## Region pointing data
--- START ---

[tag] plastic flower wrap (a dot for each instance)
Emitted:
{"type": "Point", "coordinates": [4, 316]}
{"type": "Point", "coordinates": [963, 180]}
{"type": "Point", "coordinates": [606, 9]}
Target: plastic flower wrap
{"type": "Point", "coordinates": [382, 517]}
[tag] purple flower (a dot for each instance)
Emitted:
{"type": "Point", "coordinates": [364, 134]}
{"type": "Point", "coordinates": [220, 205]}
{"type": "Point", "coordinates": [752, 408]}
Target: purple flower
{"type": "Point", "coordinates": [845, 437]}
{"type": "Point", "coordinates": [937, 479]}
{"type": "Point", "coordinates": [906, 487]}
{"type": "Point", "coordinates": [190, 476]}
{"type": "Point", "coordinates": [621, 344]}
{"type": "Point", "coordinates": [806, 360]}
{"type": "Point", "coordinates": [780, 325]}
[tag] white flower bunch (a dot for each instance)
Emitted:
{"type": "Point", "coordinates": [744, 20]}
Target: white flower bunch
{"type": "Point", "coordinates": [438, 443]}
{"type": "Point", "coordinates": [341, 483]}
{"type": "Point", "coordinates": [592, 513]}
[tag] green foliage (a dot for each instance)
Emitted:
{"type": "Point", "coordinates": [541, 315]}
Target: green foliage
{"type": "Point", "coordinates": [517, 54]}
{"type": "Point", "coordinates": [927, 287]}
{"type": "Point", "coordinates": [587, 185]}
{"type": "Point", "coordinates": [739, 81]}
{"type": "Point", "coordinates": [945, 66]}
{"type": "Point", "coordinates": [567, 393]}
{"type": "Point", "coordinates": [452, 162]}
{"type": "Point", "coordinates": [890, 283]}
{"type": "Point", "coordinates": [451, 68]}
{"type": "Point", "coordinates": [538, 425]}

--- END ---

## WORK TASK
Could you return every line from the entries above in which the string "instance" occurs?

## COMPLETED TASK
[tag] plastic flower wrap (a dot for each instance)
[tag] purple flower (a dot for each instance)
[tag] white flower bunch (a dot for each instance)
[tag] green foliage (a dot for each instance)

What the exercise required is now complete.